=== Task set ===
A – According to the excerpt on tetracycline patents, in what month and year did the Pfizer team file its patent application for tetracycline?
B – Write what comes next in the excerpt on tetracycline patents, picking up after its final sentence.

=== Excerpted text ===
*****

It took some time before the complicated effects of broad-spectrum antibiotics like the tetracyclines were understood; in some respects, they’re not fully grasped even today. At their introduction, the results seemed simple enough: They were true wonder drugs. Unfortunately, though Aureomycin and Terramycin were distinctive enough to have “exclusive” patents, they weren’t truly different in any other important way. By late 1952, in fact, Woodward had demonstrated that the molecule that was doing all the heavy lifting for Terramycin wasn’t oxytetracycline, but simple tetracycline; inferentially, this meant that Aureomycin, or chlortetracycline, didn’t need its chlorine atom, either. It could have been Prontosil all over again: a discovery that the active ingredient in a branded medication was far simpler than the one described in the patent that prot
ected it from competition.
The difference was that sulfanilamide had been discovered so long before it revealed its antibacterial properties that Bayer couldn’t protect it as a piece of intellectual property. Simple tetracycline, on the other hand, was new. In October 1952, the Pfizer team filed a patent application for the four-ring molecule at the heart of Terramycin: tetracycline itself. A few months later, in March 1953, Lederle’s parent, American Cyanamid, filed its own application. And, just to keep things interesting, in September both Bristol Laboratories and Heyden Chemical—members of the penicillin consortium that had independently discovered how to make tetracycline without starting from either chlortetracycline or oxytetracycline—filed patent applications both for the tetracycline molecule and for their own distinctive methods of producing it.

*****

(Region descriptions in natural language)

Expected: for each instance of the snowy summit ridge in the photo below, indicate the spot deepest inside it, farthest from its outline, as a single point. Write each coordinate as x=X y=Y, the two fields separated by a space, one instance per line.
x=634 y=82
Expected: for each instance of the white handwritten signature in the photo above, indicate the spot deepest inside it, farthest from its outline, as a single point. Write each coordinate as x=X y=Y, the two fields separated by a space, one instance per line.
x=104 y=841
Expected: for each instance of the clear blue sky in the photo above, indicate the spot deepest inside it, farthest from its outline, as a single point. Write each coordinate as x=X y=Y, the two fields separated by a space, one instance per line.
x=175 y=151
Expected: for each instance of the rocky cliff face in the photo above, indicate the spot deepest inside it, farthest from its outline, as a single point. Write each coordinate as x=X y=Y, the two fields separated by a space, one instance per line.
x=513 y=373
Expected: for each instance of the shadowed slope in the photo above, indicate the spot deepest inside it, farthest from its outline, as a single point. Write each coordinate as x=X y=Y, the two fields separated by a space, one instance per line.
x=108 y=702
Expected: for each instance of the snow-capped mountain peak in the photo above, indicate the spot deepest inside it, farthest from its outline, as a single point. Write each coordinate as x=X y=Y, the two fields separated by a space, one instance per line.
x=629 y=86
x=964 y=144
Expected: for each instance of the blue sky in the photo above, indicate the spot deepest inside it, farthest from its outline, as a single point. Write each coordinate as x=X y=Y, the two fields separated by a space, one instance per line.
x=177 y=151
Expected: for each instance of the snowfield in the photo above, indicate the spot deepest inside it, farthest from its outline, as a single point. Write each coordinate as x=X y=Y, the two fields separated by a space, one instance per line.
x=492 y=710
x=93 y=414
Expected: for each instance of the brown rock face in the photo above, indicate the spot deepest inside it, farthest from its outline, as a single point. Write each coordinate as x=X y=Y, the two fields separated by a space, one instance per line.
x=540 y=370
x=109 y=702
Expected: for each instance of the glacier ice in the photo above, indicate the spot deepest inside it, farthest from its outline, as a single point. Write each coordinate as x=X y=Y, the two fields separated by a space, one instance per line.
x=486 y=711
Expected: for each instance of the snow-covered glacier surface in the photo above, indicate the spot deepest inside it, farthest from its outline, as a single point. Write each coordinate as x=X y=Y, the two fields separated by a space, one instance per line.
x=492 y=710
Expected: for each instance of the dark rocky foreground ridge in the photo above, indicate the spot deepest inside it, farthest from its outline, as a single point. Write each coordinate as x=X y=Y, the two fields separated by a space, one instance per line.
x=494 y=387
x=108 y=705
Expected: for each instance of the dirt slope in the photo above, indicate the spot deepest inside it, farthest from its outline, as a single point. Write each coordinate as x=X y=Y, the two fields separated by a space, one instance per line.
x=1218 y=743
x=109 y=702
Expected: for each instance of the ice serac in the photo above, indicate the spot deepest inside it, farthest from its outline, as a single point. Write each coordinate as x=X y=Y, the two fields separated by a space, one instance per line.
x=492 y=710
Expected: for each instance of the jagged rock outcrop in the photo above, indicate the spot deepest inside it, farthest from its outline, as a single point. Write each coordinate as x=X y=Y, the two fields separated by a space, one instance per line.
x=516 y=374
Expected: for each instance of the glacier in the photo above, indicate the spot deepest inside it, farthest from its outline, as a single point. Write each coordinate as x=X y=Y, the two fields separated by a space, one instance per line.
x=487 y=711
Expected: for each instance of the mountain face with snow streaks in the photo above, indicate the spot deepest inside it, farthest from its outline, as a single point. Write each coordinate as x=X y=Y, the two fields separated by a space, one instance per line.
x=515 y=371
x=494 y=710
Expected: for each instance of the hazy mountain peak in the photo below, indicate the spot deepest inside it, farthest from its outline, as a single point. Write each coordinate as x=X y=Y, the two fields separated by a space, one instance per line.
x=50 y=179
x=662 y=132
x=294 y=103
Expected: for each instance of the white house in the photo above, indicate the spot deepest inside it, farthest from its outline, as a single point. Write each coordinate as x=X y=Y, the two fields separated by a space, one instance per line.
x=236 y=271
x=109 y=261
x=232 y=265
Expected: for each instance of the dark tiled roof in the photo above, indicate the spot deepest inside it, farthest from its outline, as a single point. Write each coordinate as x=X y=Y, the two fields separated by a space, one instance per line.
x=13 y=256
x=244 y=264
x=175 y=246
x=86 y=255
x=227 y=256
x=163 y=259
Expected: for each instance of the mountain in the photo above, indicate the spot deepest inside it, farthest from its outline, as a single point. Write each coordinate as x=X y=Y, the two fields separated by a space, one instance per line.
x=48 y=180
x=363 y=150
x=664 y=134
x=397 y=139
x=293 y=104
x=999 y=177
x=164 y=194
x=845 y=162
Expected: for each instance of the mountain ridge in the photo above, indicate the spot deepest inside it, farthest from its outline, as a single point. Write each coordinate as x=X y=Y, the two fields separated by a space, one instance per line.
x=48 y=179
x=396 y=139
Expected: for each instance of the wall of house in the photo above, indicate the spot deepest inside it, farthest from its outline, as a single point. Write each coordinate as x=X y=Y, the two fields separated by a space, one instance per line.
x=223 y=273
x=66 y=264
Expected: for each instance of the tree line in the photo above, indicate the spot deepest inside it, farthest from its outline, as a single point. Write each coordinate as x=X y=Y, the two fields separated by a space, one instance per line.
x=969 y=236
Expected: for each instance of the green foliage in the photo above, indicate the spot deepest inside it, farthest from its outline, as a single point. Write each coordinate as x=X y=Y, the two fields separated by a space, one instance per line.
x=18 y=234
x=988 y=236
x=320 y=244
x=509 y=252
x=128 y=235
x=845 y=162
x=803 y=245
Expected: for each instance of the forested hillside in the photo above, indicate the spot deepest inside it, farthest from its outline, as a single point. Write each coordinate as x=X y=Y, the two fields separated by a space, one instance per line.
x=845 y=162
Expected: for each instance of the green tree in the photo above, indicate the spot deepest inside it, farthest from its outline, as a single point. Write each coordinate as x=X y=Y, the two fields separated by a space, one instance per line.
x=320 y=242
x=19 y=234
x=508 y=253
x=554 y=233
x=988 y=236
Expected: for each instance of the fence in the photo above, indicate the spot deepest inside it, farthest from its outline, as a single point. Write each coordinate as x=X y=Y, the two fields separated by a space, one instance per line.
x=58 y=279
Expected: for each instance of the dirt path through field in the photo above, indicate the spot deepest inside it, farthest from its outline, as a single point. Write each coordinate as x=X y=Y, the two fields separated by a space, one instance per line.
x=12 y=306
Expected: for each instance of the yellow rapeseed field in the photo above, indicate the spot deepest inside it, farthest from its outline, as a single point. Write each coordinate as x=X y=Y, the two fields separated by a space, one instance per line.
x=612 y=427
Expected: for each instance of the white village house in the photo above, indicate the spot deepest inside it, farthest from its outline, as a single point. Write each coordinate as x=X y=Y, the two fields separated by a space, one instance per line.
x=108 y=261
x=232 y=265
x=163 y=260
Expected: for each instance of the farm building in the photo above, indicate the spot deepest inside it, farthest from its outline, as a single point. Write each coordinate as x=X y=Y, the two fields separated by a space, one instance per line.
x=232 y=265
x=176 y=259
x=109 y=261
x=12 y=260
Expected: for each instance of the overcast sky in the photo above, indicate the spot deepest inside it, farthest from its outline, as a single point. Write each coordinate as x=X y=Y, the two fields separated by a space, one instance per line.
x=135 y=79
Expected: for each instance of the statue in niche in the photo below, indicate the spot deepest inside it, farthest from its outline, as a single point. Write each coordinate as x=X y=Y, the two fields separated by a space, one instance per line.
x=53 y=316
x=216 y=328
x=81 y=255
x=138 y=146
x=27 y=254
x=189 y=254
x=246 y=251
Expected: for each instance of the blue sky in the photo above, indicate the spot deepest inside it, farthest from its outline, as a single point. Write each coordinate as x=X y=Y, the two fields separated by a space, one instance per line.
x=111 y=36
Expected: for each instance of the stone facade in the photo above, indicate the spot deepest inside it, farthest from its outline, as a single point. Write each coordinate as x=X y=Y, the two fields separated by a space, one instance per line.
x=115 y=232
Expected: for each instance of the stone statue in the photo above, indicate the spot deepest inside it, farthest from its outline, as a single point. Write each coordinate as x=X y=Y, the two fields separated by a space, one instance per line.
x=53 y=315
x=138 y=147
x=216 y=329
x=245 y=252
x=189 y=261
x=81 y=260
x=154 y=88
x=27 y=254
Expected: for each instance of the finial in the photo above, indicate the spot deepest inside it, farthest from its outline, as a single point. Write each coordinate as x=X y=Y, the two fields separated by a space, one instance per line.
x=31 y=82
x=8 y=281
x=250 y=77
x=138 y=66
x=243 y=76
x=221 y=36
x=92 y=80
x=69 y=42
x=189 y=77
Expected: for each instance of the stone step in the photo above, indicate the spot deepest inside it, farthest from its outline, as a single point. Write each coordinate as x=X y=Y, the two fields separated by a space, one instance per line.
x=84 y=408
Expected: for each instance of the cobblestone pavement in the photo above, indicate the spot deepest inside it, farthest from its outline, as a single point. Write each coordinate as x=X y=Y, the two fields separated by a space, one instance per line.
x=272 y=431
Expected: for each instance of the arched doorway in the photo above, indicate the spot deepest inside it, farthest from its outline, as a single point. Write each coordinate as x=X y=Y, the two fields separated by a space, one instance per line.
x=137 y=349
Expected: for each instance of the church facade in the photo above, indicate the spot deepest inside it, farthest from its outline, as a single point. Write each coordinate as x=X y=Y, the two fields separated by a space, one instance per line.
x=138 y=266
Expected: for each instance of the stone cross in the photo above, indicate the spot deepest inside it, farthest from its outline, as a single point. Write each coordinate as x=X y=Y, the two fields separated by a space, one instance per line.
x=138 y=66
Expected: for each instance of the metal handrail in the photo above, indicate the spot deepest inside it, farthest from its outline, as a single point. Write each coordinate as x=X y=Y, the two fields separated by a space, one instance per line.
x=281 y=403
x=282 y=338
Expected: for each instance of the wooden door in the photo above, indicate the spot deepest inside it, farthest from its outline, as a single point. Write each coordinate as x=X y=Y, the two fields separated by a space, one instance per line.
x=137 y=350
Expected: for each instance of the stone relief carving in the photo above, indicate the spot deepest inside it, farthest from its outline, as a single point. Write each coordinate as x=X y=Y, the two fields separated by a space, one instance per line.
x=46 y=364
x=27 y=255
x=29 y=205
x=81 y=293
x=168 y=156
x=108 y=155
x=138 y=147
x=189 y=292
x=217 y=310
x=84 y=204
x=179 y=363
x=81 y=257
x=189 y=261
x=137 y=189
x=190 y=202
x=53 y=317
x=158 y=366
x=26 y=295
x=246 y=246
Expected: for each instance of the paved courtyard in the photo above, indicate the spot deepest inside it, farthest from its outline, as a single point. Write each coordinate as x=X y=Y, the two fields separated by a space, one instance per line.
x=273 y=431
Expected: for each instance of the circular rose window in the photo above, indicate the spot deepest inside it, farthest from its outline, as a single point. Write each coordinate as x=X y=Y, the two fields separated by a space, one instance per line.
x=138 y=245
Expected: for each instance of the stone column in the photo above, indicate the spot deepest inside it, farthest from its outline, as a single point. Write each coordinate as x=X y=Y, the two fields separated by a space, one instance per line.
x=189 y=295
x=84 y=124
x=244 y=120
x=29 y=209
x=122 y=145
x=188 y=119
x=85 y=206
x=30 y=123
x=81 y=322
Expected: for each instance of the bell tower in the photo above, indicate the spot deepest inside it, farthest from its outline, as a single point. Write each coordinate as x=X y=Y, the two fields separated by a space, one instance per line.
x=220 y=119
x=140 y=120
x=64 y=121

*****

=== Expected outputs ===
A – October 1952

B –
This complicated aspect of the patent system—two molecules that differed from one another by the placement of a single atom could be separately patented, even if the atom was unnecessary to the therapeutic activity of the molecule; two different processes by which identical molecules were produced could, likewise, receive separate patent protections—made for a monumental mess. Though Pfizer was attempting to secure patent protection for simple tetracycline, they had no method for making it that didn’t require starting with the chlortetracycline produced by S. aureofaciens. This meant that producing a Pfizer-branded tetracycline—they named it Tetracyn—could only be done by licensing (or buying) Aureomycin from Lederle. Lederle, on the other hand, could produce tetracycline only by getting a process license from Bristol or Heyden before they could sell their version of plain vanilla tetracycline, which they called Achromycin. Since Lederle planned to launch Achromycin with a $2.5 million campaign—$1 million for samples alone—that included promoting it at two hundred separate professional meetings and sending more than a hundred mailings to every physician (and seven more to every dentist) in the country, some resolution of the license impasse was urgently needed.